Your instructions -
Continue the passage on fire codes and facility executives from its last sentence.

Selected text -
Although facility executives don’t have to know all the details of building codes, they should keep in contact with trade associations to keep tabs on significant changes that could affect their buildings
With fire codes, Pinigis says, facility executives need not worry that simply meeting the requirements means the building is unsafe. Fire codes are written so that meeting the minimum requirements results in safe structures, he says. As evidence, he points out that 99 percent of fires are extinguished with 5 sprinklers operating; 95 percent of fires are put out with only one sprinkler. Specifying more sprinklers than required isn’t likely to reduce the damage that a fire could cause.
Unlike adding more insulation than what’s required by code, which would improve building comfort and reduce energy expenses, beefing up fire safety systems doesn’t necessarily bring a payback when meeting the code is sufficient.
“There is a pretty substantial margin of safety designed into fire codes,” Pinigis says.
To be sure, a facility executive should enter discussions regarding codes with a firm understanding of how the building is similar to others of its type and how the facility will be expected to operate. That knowledge will help guide decisions about whether the added expense that might be necessary to exceed certain code requirements is worth it.

Entries shown -
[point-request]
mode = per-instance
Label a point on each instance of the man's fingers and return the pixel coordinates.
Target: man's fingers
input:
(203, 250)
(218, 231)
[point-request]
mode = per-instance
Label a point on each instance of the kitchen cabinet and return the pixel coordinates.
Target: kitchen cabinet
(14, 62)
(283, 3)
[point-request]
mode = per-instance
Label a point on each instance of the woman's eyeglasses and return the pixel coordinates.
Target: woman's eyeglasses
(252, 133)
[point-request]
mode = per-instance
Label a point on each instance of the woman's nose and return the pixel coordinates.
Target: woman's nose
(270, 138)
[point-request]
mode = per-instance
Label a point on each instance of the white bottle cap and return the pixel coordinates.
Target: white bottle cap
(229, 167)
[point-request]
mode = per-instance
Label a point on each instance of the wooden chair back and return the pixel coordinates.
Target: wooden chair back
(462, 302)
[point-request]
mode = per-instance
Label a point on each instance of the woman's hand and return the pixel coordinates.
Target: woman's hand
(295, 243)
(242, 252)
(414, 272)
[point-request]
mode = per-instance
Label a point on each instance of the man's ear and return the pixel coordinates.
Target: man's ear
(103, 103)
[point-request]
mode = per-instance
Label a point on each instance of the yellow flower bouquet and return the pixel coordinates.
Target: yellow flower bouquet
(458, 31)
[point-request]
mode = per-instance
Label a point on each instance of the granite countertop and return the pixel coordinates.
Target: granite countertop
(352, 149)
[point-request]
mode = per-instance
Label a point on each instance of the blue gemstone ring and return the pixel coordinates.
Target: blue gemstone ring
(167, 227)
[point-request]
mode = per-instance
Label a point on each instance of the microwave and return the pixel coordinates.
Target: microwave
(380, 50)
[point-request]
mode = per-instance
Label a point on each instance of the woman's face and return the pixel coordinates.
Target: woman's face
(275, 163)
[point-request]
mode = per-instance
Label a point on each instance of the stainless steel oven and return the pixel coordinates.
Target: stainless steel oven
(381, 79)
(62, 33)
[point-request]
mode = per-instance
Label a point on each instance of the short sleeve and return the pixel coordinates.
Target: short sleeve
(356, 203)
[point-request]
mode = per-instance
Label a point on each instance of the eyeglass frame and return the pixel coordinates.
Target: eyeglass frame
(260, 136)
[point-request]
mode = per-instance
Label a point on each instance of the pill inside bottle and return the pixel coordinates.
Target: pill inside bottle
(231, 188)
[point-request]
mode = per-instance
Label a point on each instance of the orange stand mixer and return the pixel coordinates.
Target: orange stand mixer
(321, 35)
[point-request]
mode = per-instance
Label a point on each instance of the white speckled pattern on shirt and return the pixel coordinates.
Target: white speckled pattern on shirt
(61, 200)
==
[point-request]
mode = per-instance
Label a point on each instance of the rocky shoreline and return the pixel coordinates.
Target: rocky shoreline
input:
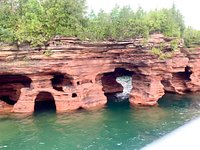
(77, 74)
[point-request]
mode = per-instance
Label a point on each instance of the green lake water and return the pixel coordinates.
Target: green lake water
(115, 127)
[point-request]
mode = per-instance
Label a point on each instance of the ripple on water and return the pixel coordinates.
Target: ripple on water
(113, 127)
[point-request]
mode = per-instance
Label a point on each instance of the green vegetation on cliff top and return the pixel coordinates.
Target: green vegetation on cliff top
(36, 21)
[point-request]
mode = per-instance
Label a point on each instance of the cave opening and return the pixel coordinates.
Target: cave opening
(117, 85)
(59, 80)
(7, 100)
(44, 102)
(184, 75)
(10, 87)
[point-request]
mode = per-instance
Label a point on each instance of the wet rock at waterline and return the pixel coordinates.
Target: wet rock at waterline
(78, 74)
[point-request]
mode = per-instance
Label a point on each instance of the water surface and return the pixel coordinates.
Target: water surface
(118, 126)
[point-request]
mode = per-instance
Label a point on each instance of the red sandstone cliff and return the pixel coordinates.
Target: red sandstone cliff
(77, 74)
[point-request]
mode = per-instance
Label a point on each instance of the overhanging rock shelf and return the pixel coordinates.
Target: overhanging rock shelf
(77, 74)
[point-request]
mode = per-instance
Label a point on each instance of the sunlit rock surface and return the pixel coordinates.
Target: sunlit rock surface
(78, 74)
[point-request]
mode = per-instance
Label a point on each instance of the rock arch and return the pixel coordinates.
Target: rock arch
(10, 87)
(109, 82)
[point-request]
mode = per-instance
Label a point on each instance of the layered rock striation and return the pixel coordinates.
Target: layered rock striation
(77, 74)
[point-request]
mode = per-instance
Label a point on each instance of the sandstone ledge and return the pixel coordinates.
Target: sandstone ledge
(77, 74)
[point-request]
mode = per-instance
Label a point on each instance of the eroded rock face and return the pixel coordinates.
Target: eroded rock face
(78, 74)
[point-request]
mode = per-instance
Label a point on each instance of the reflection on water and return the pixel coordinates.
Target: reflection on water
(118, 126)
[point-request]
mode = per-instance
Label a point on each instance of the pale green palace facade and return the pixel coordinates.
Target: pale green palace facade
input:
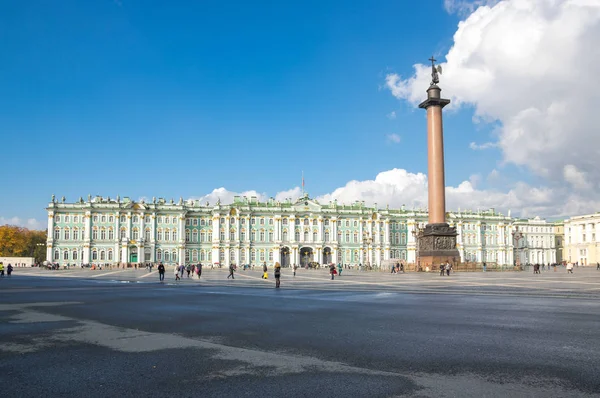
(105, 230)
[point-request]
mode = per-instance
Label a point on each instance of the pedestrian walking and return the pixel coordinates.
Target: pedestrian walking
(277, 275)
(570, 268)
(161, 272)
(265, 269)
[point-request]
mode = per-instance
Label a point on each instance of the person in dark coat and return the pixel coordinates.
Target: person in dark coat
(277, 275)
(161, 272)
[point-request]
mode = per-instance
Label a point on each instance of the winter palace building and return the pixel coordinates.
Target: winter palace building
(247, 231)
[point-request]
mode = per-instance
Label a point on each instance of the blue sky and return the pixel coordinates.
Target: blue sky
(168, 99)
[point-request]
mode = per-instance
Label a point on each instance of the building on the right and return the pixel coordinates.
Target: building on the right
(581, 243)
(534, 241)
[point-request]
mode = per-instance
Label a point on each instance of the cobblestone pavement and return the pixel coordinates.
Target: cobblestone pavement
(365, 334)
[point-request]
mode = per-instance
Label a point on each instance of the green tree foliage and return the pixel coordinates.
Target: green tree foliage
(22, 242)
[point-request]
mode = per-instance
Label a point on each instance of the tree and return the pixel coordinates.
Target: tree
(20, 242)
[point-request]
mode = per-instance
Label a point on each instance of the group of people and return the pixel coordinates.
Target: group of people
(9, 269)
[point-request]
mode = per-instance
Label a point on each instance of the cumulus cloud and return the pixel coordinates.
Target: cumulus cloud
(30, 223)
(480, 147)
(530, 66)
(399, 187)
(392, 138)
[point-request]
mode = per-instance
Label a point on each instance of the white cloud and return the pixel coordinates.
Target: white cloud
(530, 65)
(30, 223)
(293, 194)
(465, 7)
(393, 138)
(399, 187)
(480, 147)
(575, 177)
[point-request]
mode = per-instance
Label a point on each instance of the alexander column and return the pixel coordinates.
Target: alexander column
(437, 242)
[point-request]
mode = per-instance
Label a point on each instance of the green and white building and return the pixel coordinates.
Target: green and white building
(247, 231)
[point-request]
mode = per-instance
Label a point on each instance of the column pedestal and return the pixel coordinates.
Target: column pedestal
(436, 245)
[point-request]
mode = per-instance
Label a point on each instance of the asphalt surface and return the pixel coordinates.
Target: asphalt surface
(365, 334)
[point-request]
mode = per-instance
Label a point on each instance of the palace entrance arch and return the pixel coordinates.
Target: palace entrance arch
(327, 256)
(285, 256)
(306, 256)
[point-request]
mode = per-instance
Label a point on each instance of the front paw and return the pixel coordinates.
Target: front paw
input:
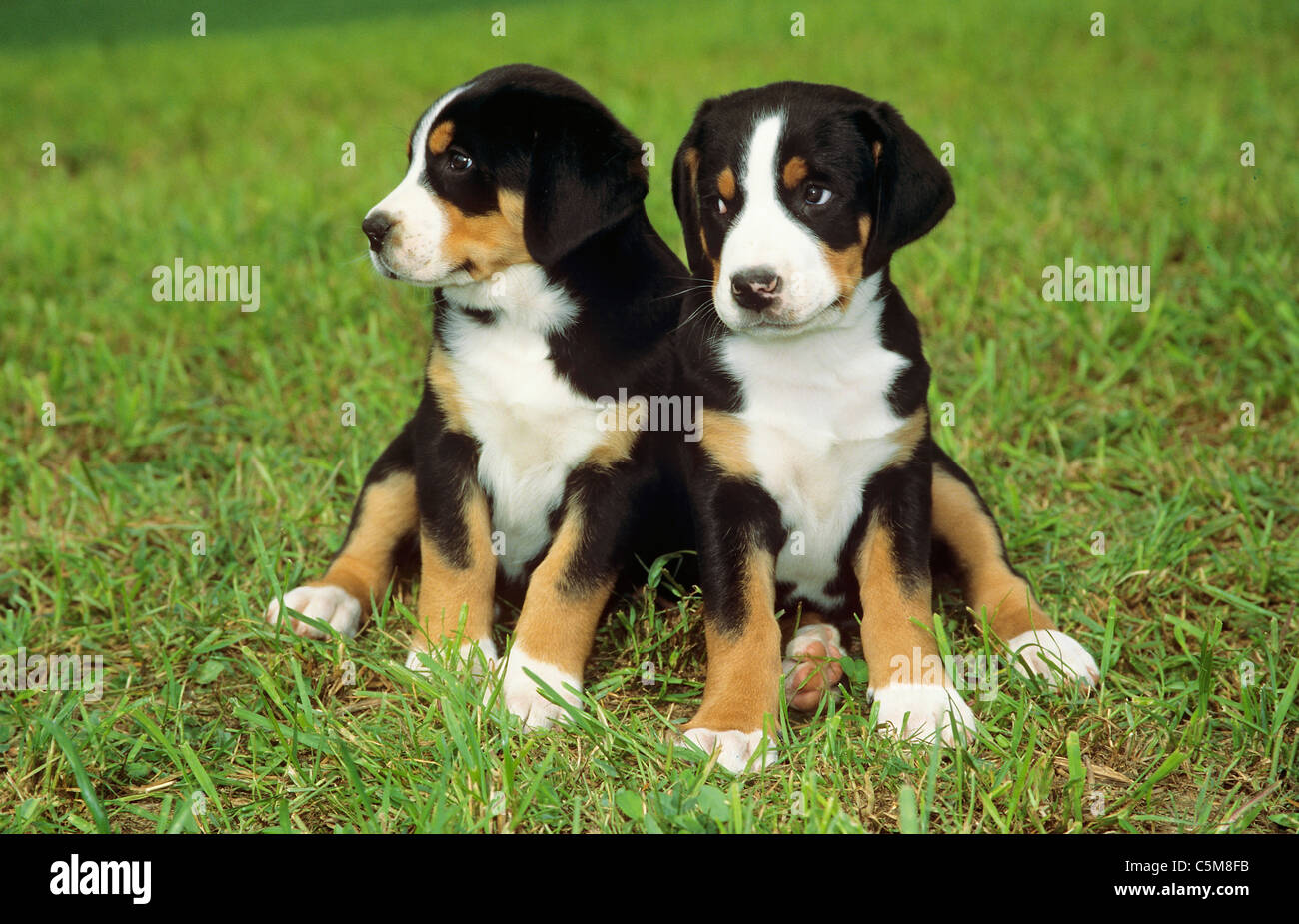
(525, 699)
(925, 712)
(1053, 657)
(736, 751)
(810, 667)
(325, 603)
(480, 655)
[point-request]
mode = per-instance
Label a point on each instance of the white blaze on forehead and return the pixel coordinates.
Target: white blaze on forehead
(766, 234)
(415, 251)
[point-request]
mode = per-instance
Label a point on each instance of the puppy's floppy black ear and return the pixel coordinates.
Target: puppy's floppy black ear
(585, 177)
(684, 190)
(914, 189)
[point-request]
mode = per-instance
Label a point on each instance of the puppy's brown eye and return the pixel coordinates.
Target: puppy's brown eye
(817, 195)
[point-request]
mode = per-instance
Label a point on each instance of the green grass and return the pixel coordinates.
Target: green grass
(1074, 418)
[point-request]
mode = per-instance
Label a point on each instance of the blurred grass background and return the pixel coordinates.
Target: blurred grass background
* * *
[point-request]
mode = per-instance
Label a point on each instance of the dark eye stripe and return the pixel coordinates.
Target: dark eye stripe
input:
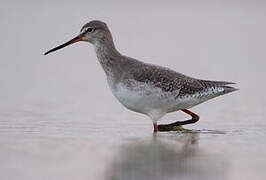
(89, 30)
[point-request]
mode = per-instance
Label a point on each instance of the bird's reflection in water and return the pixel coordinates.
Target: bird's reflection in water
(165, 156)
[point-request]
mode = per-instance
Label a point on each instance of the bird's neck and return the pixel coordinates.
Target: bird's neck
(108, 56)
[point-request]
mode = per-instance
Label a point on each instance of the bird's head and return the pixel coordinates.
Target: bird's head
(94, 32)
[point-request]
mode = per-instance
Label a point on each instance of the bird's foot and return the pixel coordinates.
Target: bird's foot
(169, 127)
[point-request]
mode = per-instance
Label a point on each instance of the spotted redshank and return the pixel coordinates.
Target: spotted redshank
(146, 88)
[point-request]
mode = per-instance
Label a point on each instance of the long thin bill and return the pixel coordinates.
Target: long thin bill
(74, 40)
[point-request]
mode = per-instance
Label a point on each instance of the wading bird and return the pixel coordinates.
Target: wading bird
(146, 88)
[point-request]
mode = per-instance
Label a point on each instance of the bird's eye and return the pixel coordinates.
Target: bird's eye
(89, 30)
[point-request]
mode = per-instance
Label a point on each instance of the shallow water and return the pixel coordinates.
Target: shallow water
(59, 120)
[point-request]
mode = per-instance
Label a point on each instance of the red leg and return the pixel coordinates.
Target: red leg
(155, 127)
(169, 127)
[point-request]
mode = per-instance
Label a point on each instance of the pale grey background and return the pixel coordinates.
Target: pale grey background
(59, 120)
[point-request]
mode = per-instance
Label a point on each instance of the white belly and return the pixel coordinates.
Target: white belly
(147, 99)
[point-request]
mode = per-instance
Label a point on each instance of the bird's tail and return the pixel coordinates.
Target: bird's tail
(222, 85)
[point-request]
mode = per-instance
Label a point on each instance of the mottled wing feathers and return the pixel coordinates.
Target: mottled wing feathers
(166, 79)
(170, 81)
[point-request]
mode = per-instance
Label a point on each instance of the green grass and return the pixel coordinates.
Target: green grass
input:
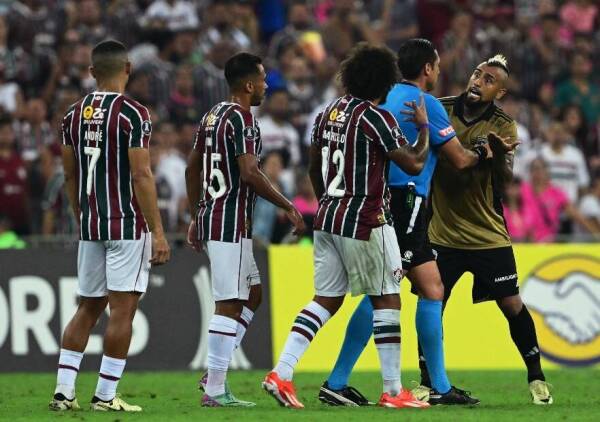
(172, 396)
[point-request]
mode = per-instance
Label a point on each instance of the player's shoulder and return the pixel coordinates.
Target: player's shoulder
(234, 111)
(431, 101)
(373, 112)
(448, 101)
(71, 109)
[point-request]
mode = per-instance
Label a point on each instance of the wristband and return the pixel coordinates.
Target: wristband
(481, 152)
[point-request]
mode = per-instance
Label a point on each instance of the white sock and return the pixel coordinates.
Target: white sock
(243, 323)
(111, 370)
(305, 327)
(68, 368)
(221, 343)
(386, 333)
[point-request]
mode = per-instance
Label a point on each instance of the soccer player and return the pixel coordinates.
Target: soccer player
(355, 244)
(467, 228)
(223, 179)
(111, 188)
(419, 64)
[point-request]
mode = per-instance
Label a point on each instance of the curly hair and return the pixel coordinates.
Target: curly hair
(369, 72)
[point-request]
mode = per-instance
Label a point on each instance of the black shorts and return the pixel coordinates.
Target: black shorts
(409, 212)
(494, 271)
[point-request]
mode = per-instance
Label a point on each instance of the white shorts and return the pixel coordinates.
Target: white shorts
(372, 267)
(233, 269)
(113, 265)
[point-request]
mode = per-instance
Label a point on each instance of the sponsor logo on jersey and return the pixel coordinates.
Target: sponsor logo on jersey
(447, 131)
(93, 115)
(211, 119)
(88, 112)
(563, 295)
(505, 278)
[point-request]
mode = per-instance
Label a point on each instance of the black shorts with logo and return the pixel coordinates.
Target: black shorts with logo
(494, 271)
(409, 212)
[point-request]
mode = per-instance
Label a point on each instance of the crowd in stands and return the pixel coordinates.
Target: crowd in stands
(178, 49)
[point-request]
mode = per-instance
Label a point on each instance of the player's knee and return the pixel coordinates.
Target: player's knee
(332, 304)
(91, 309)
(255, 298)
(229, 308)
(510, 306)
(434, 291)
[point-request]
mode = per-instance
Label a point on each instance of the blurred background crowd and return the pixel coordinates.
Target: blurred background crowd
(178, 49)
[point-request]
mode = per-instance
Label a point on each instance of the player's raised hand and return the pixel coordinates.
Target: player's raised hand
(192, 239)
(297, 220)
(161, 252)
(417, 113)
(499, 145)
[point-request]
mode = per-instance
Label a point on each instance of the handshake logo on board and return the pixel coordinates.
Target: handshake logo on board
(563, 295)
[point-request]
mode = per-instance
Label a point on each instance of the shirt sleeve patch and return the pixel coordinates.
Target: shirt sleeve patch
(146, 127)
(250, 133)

Output of the exercise -
Larry Litchfield, manager of the Phoenix regional office for Schirmer Engineering, spent a portion of his career serving as a code official in Phoenix and San Francisco. While he says not every facility need be built to exceed code, hospitals, fire and police stations, and other special-use buildings should be. That’s because all of those facilities are not only expected to have systems that allow them to withstand a fire or natural disaster, but to continue to serve the public.
In California, for example, Litchfield says hospitals anchor computers to desktops to minimize the risk of damage during earthquakes even though the code doesn’t require such a move. He’s also aware of telecommunications firms that install air-sampling equipment to detect temperature rises in equipment, a precursor to a fire. Those high-tech firms have taken those steps even though the code only requires that they install more robust smoke-detection equipment compared to conventional buildings.
Some day, he says, it’s likely that codes might require such sophisticated detection equipment. Codes usually lag what’s actually being done in some facilities by as much as three to six years.
“Most of the codes are reactionary,” Litchfield says. “So, by their design, they’re not going to be state-of-the-art.”
One of the best moves a facility executive can make is to be sure that agreements with the various contractors, designers and managers involved with a new construction or renovation project properly assign code responsibility, says Fraser of NFPA.
It’s not enough to assume that those involved with a project will build projects according to code. There should be language in the contract that requires contractors to meet codes and, if they don’t, to pay for any damages or further work that might result.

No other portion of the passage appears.